**** Dataset extract ****

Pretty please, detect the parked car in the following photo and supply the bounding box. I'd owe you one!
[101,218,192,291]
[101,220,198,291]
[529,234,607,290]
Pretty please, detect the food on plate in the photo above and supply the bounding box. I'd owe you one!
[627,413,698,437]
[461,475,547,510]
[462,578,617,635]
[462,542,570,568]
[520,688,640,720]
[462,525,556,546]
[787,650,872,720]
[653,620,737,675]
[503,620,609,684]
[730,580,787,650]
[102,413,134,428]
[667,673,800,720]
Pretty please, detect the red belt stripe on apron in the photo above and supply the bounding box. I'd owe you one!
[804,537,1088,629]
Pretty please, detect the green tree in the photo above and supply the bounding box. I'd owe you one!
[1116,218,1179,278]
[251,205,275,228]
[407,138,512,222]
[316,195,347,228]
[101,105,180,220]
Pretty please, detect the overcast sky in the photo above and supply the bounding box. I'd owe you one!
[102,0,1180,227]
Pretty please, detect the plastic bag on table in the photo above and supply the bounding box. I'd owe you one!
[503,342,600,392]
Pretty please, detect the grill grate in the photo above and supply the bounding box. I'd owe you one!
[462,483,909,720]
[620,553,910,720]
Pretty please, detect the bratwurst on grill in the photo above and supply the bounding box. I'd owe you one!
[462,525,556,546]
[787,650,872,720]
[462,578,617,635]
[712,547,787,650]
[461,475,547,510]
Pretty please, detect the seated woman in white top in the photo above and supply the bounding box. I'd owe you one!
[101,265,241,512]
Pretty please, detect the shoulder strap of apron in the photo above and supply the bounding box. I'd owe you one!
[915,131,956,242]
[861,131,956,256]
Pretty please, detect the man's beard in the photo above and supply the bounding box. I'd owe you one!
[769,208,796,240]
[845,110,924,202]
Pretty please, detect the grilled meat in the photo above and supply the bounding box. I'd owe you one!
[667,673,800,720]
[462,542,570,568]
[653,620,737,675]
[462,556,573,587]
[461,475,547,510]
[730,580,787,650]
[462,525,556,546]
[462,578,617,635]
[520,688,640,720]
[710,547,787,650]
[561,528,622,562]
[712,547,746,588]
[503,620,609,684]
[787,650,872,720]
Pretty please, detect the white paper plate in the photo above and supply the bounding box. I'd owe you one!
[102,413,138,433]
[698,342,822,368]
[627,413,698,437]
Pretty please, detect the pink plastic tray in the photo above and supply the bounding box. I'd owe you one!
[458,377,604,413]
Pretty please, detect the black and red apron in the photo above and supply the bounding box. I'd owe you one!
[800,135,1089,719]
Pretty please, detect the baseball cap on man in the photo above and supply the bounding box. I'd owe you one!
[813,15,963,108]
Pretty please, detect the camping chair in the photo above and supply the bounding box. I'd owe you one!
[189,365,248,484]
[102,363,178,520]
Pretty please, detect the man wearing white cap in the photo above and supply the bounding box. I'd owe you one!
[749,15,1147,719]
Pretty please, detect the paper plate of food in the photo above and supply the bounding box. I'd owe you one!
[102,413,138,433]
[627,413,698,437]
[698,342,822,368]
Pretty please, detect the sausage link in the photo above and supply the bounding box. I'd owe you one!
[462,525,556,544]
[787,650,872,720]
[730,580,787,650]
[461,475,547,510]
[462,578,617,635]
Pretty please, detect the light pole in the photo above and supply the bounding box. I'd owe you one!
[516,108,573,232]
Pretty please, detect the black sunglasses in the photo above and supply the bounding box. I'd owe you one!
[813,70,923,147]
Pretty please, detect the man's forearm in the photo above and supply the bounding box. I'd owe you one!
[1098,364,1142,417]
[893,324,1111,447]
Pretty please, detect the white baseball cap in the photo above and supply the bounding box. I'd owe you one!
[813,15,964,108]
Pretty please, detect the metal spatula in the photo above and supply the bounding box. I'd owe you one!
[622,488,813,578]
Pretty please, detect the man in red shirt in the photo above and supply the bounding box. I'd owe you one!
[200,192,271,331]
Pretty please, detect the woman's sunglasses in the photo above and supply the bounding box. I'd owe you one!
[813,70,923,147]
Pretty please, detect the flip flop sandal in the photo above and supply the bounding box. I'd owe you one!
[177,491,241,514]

****

[Written instruction] Could you set down all of the records above again, word for word and line for line?

[Exercise answer]
Pretty please, detect the parked car in the following photo and supply the bounding box. I'd owe you one!
[101,218,192,291]
[101,220,198,291]
[529,234,607,290]
Pretty please, detect the food on plate in the photo above and supply the bounding box. I'd owe you one!
[627,413,698,437]
[461,475,547,510]
[462,578,617,635]
[462,542,570,568]
[520,688,640,720]
[462,525,556,546]
[787,650,872,720]
[653,620,737,675]
[503,620,609,684]
[730,580,787,650]
[102,413,134,428]
[667,673,800,720]
Pretty please, detect the red belt stripe on apron in the photo above and supply the bounding box. I'd owe you one!
[804,537,1088,629]
Pretty please, detect the green tree in the photo above and supply the bounding box. I'd owe you one!
[1116,218,1179,278]
[251,205,275,228]
[407,138,512,222]
[316,195,347,228]
[101,105,180,220]
Pretty please, detect the overcast sky in the photo above and supply the bounding box. I'd owe you one!
[102,0,1180,227]
Pretty please, detect the plastic bag on table in the photo above and supply the bounding box. I'd owe you one!
[503,342,600,392]
Pretty please, detect the grill grate in the photo above and supply the bounding box. I'd owe you one!
[462,483,909,720]
[620,553,910,720]
Pretty please, detect the bratwurst on grill in the photo above and supply the bounding box. I'd owe you one!
[462,525,556,546]
[787,650,872,720]
[462,578,617,635]
[712,547,787,650]
[461,475,547,510]
Pretty please, detect the seated woman in white top in the photo above and supply the bounding box. I'd owe you one!
[101,265,241,512]
Pretty please, detect the shoulder strap of apron in the photo above and supply the bounding box. I'd owe you one!
[915,131,956,242]
[861,131,956,256]
Pretty please, detect the man's beard in the photo above and supply the bounding box. I'd owe you one!
[769,208,796,240]
[845,110,924,202]
Pretty please, detect the grilled meat in the photo above and supply the bounding box. I'd owe you one!
[667,673,800,720]
[462,542,570,568]
[653,620,737,675]
[462,556,573,587]
[461,475,547,510]
[730,580,787,650]
[462,525,556,546]
[462,578,617,635]
[520,688,640,720]
[710,547,787,650]
[561,528,622,562]
[712,547,746,588]
[503,620,609,684]
[787,650,872,720]
Pretty please, detect the white paper plate in the photo above and supply the bounding box. I'd owe you one!
[102,413,138,433]
[698,342,822,368]
[627,413,698,437]
Pretty please, detect the pink plastic tray in the photo above and supply the bounding box. I'd owe you one!
[458,377,604,413]
Pretty please, detect the black and red apron in the photo above and supply the bounding box. I'd owe you one!
[800,135,1089,719]
Pretty please, detect the baseball cap on man in the photo above and supply the bounding box. I'd owe you one!
[813,15,963,108]
Pretty please, detect the camping chair in the photo above and supply the bounding box. I'd owe you one!
[189,365,248,484]
[102,363,178,520]
Pretty please, detect the man wearing white cap in the photo above and supply the bounding box. I'd owe you one!
[749,15,1147,719]
Pretty please, detect the paper plate of food in the photo above and supply the bounding box. I'd owe you one!
[102,413,138,433]
[627,413,698,437]
[698,342,822,368]
Pretty please, detect the sausage link in the photo above and supply the bounding box. I'd owe you one!
[462,525,556,544]
[787,650,872,720]
[730,580,787,650]
[461,475,547,510]
[462,578,617,635]
Pretty please, detect the light pole in the photo above and supply the bounding box. I'd owe you one!
[516,108,573,232]
Pretty please, detect the black sunglasses in the photo above and supply the bounding box. I'd owe you one!
[813,70,923,147]
Pretty please, detect the man's forearm in the photo above and supply the bounding box. I'd owe you one!
[1098,364,1142,417]
[893,324,1111,447]
Pretty please, detect the white baseball cap in the photo above and supply the bounding box. I'd owe you one!
[813,15,964,108]
Pretty please, detect the metal spatula in the photo above and supply the bounding box. I'd owe you one!
[622,488,813,578]
Pretty please, detect the man in red shirt in the photo above and supply the bounding box. I'd owe you one!
[200,192,271,331]
Pretty please, detect the woman's sunglasses in the photo above and supply the bounding box. I'd owe you one!
[813,70,923,147]
Pretty please, detect the flip flop sandal in the photo above and supply the bounding box. I'd owe you one!
[177,491,241,514]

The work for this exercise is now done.